Your goal: Locate the line that contains "Where can the metal". Copy it and every following line through the end of the records, exactly, and include nothing else.
* START Data entries *
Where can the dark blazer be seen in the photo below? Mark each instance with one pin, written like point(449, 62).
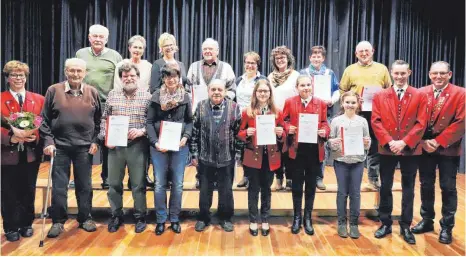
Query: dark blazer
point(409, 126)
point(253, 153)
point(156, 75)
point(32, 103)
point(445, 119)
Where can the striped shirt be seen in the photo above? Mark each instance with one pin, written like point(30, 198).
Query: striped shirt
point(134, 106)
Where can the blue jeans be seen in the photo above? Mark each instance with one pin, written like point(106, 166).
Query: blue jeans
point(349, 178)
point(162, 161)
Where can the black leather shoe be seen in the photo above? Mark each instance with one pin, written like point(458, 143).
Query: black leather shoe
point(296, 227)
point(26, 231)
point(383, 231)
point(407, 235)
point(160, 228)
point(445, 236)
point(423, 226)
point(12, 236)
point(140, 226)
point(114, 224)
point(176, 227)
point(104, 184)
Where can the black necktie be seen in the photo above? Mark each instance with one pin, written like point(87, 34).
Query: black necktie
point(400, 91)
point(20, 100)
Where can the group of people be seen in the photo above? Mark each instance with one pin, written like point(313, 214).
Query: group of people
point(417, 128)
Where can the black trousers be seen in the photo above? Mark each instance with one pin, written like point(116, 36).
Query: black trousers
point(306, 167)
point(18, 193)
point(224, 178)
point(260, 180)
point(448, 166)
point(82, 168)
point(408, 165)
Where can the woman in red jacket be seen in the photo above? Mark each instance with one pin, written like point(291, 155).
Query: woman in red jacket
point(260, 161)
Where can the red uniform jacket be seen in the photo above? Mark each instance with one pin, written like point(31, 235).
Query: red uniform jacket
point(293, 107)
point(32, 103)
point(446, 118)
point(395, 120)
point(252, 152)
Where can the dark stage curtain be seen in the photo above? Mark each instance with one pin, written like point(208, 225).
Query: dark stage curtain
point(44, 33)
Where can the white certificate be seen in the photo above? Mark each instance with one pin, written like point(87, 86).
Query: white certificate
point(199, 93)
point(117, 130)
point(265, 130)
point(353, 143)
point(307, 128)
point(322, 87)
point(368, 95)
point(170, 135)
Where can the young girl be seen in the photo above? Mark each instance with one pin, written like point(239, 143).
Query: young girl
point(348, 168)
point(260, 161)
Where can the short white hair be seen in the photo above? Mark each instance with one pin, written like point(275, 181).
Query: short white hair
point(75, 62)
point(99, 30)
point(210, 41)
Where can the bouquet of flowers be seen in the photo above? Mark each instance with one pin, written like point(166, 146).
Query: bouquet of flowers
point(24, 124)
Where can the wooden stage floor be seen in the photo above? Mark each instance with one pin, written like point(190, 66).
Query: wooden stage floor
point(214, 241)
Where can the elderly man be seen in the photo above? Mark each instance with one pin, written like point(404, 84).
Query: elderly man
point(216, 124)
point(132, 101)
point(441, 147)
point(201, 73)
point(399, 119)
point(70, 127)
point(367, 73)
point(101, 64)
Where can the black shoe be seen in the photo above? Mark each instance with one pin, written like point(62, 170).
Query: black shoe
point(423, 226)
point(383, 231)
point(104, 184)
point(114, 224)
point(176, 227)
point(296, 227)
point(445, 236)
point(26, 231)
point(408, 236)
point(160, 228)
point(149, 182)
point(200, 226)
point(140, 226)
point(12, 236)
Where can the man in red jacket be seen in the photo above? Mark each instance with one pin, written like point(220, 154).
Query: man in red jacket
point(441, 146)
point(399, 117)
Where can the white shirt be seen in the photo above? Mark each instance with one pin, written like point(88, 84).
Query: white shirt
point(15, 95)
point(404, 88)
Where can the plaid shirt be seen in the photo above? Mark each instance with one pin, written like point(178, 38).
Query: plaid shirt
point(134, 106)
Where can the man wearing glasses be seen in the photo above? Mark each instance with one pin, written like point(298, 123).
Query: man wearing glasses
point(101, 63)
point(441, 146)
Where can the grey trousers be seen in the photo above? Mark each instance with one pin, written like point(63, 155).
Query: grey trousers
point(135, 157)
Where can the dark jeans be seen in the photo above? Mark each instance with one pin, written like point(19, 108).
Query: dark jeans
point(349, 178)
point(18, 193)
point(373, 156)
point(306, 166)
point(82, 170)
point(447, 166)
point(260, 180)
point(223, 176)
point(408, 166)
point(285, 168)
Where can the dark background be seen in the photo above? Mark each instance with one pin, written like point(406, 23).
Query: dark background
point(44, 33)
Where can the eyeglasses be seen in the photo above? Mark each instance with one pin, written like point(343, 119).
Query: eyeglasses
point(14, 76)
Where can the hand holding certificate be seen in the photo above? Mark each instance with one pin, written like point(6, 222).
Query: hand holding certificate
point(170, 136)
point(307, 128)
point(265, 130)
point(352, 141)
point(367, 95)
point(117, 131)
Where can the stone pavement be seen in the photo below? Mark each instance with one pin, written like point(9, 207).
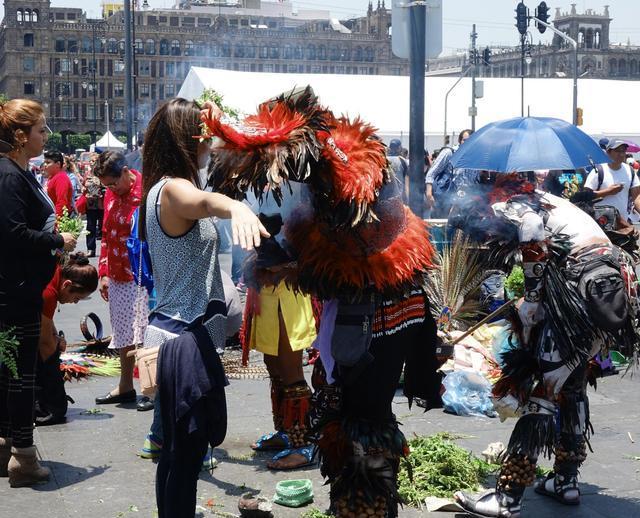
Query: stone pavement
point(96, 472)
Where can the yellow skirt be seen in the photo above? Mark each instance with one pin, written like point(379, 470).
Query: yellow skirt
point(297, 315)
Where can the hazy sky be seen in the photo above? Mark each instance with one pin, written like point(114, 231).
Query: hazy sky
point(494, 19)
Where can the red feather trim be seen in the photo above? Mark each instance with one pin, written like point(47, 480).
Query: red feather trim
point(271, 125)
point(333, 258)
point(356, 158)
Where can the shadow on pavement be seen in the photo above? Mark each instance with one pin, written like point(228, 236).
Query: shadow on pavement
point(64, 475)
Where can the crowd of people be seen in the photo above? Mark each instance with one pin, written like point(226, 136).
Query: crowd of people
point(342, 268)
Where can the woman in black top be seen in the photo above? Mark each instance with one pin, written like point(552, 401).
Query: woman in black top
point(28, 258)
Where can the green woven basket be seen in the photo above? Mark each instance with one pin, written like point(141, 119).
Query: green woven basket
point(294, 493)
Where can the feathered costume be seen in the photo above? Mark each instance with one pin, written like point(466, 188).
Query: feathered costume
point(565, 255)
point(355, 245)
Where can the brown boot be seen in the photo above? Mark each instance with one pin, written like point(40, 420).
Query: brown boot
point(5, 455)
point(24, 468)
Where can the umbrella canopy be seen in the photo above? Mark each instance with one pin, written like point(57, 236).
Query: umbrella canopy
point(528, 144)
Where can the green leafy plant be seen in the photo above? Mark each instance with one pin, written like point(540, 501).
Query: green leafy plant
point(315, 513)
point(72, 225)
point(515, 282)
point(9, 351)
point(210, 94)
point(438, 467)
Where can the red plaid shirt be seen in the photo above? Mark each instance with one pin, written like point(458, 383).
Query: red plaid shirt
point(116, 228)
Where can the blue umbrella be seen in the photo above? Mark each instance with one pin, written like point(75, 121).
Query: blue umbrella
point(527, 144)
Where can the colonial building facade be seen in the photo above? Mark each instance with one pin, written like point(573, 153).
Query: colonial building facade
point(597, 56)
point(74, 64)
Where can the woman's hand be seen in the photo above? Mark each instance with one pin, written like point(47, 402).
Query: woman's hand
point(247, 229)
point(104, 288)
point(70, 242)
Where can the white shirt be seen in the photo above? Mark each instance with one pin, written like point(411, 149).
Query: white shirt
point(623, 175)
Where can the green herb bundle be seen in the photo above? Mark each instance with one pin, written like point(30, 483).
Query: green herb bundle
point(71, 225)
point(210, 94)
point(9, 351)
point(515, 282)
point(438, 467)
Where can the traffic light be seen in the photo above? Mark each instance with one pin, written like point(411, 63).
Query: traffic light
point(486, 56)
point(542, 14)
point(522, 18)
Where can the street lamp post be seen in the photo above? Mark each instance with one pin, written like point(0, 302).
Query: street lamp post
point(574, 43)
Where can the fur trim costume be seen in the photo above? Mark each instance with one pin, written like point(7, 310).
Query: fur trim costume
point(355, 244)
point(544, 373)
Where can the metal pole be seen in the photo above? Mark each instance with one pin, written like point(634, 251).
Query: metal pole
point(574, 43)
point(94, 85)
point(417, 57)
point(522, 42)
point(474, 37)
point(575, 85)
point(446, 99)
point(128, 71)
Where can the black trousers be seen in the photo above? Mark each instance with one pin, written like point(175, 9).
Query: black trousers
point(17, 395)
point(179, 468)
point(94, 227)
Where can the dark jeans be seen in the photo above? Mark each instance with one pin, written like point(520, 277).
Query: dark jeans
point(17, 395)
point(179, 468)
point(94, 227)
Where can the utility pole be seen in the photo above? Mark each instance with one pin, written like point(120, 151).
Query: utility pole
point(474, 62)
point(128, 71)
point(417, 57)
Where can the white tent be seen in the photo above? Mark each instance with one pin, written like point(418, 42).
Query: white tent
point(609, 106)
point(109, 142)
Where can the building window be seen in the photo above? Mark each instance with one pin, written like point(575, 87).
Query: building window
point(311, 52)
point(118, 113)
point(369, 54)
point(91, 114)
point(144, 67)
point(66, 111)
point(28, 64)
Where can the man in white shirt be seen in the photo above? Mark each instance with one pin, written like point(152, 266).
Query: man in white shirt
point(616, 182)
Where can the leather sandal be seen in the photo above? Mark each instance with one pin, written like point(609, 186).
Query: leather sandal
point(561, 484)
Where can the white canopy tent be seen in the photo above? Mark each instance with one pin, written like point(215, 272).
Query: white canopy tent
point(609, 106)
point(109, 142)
* END Data entries *
Complete response:
Where can the metal pole be seen in the photo above? Mark each instance with one pin, written like point(634, 251).
Query: metal pole
point(574, 43)
point(94, 85)
point(417, 57)
point(522, 42)
point(474, 37)
point(575, 85)
point(446, 99)
point(128, 71)
Where can the black trousers be seen in the photo above? Mark each instance with one pin, written like point(175, 9).
Query: black trousers
point(17, 395)
point(179, 468)
point(94, 227)
Where can the dark jeans be seen in the photo above? Mark each instance with one pin, written like point(520, 277).
Query: dark jeans
point(17, 395)
point(179, 468)
point(94, 227)
Where can the utility pole be seen in the photo above? Mark each instance with one pin, written like point(120, 151).
Query: utility pole
point(474, 62)
point(128, 71)
point(417, 57)
Where can the white tent be seen in the photo above? Mark each instance with one pin, written like point(418, 42).
Query: white tent
point(609, 106)
point(109, 142)
Where can the building window be seen in the photo above? Mark each instance with one pin, written like point(575, 87).
Query: building window
point(311, 52)
point(118, 113)
point(369, 54)
point(91, 114)
point(144, 67)
point(66, 111)
point(28, 64)
Where can the man in white shirt be seen in the photo above? Mark each instance with one pin, written like point(152, 266).
Query: man in white shirt
point(616, 182)
Where can the leather sandal be seen in the photo above? Mark each instance with one pin, written like point(609, 186).
Query: leather sandal
point(561, 484)
Where can the white canopy tent be seen in the photo above? Mark each instance with one pin, written like point(215, 272).
Query: white canopy tent
point(609, 106)
point(109, 142)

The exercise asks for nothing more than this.